### The task
Below are some records; find each line that carries the word "yacht" and copy it.

▼

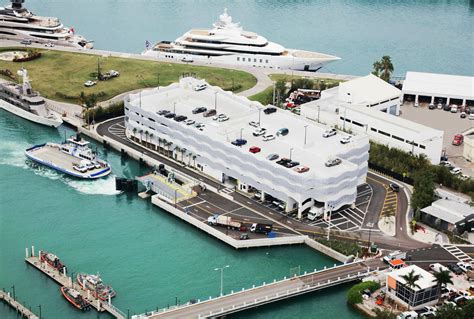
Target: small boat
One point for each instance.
(73, 157)
(52, 260)
(96, 286)
(75, 298)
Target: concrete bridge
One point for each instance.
(271, 292)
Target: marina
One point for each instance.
(63, 280)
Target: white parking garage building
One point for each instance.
(337, 109)
(434, 88)
(209, 148)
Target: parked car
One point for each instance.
(330, 132)
(283, 131)
(269, 110)
(209, 113)
(346, 139)
(180, 118)
(90, 83)
(333, 162)
(272, 157)
(268, 137)
(455, 269)
(162, 112)
(259, 131)
(199, 109)
(254, 124)
(200, 87)
(239, 142)
(394, 187)
(302, 169)
(187, 59)
(254, 149)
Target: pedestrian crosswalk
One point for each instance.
(458, 253)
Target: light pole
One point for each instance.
(305, 129)
(222, 277)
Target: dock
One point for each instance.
(269, 292)
(22, 310)
(62, 279)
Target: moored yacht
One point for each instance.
(22, 101)
(18, 23)
(228, 43)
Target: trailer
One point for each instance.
(222, 220)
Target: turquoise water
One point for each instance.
(148, 256)
(431, 36)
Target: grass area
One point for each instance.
(61, 75)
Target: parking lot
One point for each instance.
(450, 123)
(347, 219)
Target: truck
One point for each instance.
(261, 228)
(315, 212)
(222, 220)
(395, 255)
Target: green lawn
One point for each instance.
(61, 75)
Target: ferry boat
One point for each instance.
(228, 43)
(22, 101)
(96, 286)
(18, 23)
(73, 157)
(52, 260)
(75, 298)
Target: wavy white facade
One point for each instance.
(211, 150)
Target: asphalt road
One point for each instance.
(378, 184)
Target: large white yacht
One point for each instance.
(17, 23)
(228, 43)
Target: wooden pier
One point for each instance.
(62, 279)
(25, 312)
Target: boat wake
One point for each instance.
(12, 154)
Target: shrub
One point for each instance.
(354, 295)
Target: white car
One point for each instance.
(200, 87)
(187, 59)
(90, 83)
(464, 266)
(346, 139)
(218, 116)
(268, 137)
(330, 132)
(254, 124)
(259, 131)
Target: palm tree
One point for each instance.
(410, 281)
(386, 68)
(442, 278)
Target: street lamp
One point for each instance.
(305, 129)
(222, 277)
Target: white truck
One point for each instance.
(222, 220)
(395, 255)
(315, 212)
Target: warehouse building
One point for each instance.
(439, 88)
(225, 147)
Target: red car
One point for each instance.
(458, 139)
(254, 149)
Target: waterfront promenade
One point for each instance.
(271, 292)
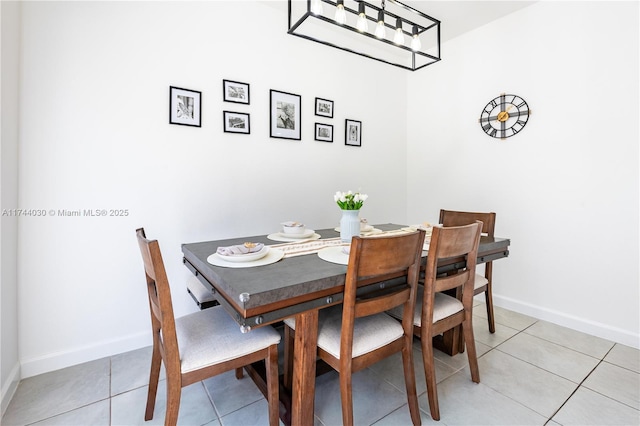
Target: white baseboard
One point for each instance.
(9, 388)
(604, 331)
(78, 355)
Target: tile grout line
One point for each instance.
(580, 385)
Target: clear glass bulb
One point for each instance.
(316, 7)
(362, 24)
(341, 15)
(380, 29)
(415, 42)
(399, 37)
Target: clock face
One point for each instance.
(504, 116)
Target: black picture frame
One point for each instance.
(324, 107)
(285, 112)
(352, 132)
(235, 91)
(236, 122)
(185, 107)
(323, 132)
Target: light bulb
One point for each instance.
(380, 31)
(399, 37)
(415, 41)
(316, 7)
(341, 15)
(362, 24)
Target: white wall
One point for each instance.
(10, 42)
(95, 135)
(565, 189)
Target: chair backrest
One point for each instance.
(458, 218)
(374, 260)
(446, 243)
(160, 305)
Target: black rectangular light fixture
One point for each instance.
(389, 31)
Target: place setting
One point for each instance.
(293, 232)
(245, 255)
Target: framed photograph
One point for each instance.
(236, 122)
(324, 132)
(285, 115)
(234, 91)
(324, 107)
(184, 106)
(353, 133)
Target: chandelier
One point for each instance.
(390, 32)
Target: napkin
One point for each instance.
(245, 248)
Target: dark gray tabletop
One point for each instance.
(272, 292)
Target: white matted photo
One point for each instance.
(324, 132)
(285, 115)
(184, 106)
(353, 132)
(236, 122)
(324, 107)
(234, 91)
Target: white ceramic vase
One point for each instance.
(349, 225)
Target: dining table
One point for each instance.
(298, 276)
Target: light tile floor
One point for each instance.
(532, 373)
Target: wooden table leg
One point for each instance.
(304, 368)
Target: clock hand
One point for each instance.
(504, 115)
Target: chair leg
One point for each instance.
(430, 376)
(273, 396)
(154, 377)
(410, 381)
(488, 297)
(174, 391)
(467, 330)
(289, 338)
(346, 397)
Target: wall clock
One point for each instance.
(504, 116)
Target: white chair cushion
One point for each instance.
(211, 336)
(480, 281)
(369, 333)
(444, 306)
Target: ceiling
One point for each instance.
(459, 17)
(456, 17)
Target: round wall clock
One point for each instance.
(504, 116)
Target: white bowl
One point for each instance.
(293, 228)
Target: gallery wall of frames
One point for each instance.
(285, 113)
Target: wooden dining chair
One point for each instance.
(199, 345)
(359, 333)
(483, 283)
(437, 312)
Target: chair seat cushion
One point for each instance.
(480, 281)
(369, 333)
(444, 306)
(211, 336)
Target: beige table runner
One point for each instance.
(312, 247)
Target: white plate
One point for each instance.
(249, 257)
(306, 234)
(272, 256)
(334, 254)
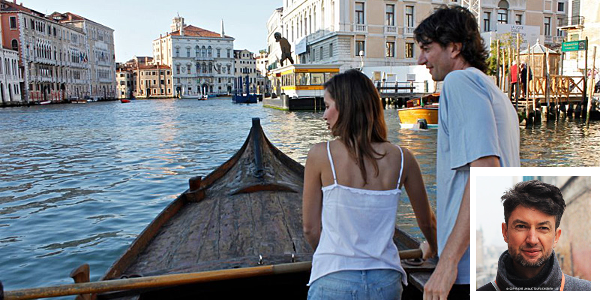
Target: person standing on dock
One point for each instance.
(478, 127)
(525, 77)
(514, 81)
(349, 216)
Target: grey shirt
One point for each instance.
(475, 120)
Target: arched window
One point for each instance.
(503, 12)
(15, 45)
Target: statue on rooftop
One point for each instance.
(286, 48)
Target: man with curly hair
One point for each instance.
(532, 213)
(478, 127)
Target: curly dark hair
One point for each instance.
(542, 196)
(455, 25)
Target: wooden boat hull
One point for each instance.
(245, 219)
(410, 116)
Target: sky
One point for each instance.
(136, 23)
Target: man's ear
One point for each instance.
(456, 49)
(505, 232)
(558, 232)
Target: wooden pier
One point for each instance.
(397, 93)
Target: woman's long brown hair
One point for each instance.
(360, 121)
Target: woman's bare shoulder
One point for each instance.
(317, 151)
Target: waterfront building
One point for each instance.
(152, 81)
(11, 79)
(124, 82)
(100, 54)
(246, 66)
(273, 51)
(582, 21)
(142, 78)
(51, 55)
(202, 61)
(360, 33)
(59, 55)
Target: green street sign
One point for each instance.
(574, 46)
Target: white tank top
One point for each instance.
(357, 229)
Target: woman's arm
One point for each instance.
(415, 188)
(312, 197)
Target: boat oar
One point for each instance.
(166, 280)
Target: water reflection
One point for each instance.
(79, 183)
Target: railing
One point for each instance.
(576, 21)
(387, 88)
(558, 39)
(391, 29)
(561, 88)
(360, 27)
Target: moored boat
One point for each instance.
(419, 111)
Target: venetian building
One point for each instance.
(380, 32)
(11, 79)
(273, 51)
(124, 82)
(245, 66)
(582, 21)
(100, 54)
(153, 81)
(52, 56)
(202, 61)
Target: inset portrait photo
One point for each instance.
(532, 229)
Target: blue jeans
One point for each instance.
(384, 284)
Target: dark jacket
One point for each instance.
(549, 278)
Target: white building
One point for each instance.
(357, 33)
(101, 54)
(202, 61)
(11, 80)
(273, 50)
(245, 66)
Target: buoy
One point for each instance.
(421, 124)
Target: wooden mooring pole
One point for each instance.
(589, 106)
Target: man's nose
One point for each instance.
(421, 60)
(532, 237)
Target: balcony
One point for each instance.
(360, 28)
(575, 22)
(391, 29)
(558, 39)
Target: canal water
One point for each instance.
(78, 182)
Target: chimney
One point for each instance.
(222, 29)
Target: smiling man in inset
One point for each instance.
(532, 213)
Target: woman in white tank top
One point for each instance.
(351, 190)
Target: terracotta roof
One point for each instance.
(148, 67)
(11, 6)
(191, 30)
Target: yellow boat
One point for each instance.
(425, 108)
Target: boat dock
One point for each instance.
(398, 93)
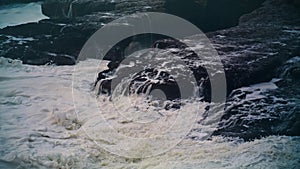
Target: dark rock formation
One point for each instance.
(7, 2)
(254, 52)
(72, 22)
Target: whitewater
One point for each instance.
(41, 127)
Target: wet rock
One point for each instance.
(254, 52)
(71, 8)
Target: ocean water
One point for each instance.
(51, 118)
(16, 14)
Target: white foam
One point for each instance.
(39, 128)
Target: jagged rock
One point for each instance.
(254, 52)
(71, 8)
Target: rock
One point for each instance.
(252, 52)
(7, 2)
(71, 8)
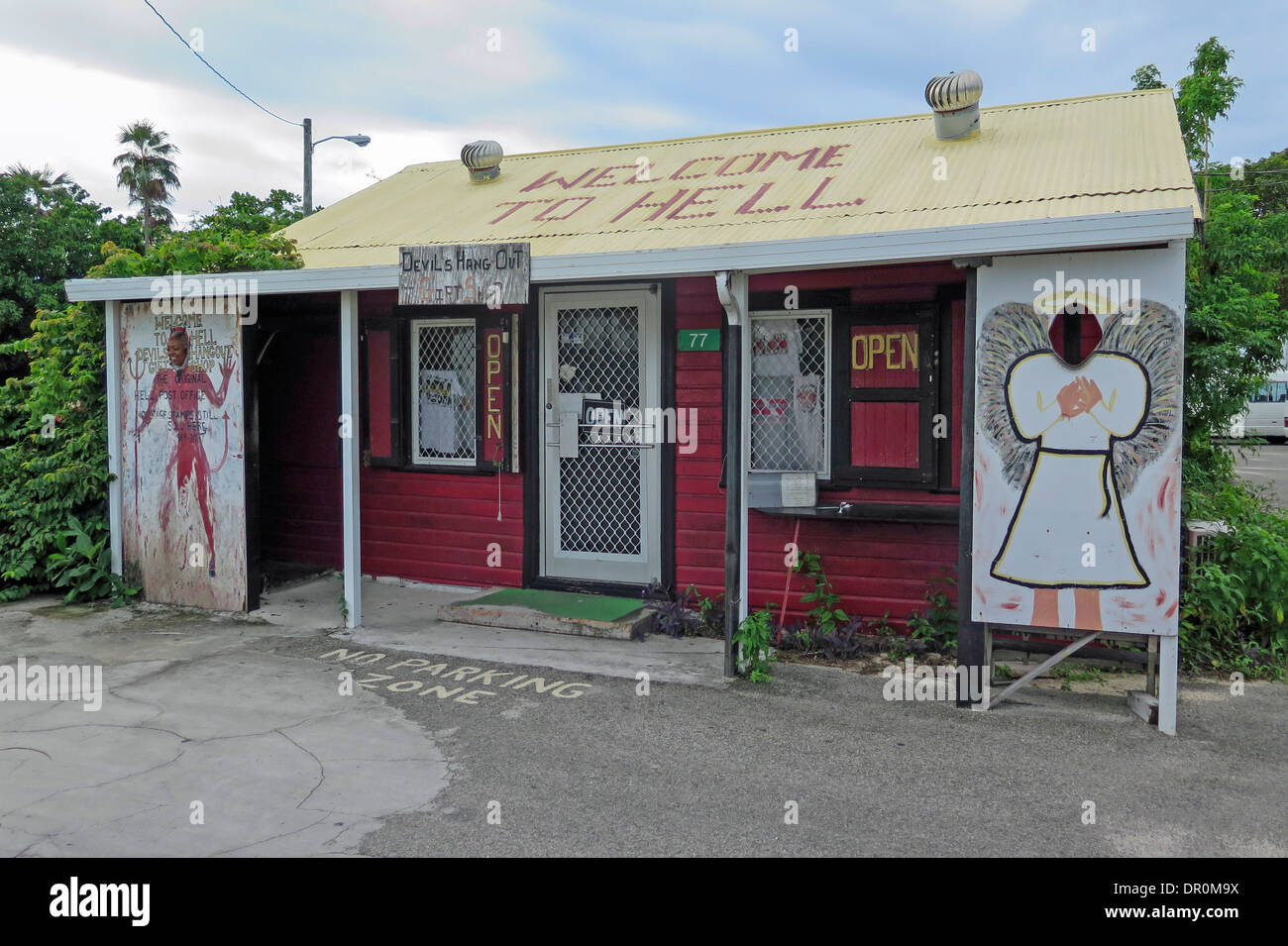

▲

### Exercise result
Target: moored yacht
Target: large white yacht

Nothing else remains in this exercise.